* [Aim of the task]
Set down exactly the lines from the one containing "Target: shattered windshield" through the end of the records below, both included, and nothing else.

*** Task data Section Begins ***

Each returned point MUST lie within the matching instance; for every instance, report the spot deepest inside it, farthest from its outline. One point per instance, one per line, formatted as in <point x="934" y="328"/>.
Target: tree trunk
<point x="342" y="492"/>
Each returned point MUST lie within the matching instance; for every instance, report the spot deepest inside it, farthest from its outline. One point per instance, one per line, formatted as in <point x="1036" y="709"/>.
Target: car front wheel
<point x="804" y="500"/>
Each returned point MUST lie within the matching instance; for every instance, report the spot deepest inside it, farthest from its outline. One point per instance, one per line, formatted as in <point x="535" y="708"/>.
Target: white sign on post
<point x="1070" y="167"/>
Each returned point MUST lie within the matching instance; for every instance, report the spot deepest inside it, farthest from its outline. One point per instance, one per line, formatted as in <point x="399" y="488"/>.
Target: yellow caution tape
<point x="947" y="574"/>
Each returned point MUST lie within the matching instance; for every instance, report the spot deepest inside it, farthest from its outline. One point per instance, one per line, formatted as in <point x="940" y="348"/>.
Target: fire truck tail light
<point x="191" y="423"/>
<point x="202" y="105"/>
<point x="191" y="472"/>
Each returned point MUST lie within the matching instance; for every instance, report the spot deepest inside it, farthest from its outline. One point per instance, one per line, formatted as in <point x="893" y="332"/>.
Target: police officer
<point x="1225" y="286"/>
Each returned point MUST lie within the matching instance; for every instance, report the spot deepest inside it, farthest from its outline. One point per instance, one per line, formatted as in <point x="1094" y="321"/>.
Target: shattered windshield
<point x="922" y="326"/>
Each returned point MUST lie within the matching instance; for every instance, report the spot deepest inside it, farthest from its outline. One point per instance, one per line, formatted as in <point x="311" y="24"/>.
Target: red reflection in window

*** Task data Section Ends ***

* [Output below]
Target: shattered windshield
<point x="922" y="326"/>
Each returned point MUST lie within the matching instance; for every instance, report the spot deepest inside it, farthest from its outline. One point per instance, one per line, formatted as in <point x="311" y="24"/>.
Target: red reflection in window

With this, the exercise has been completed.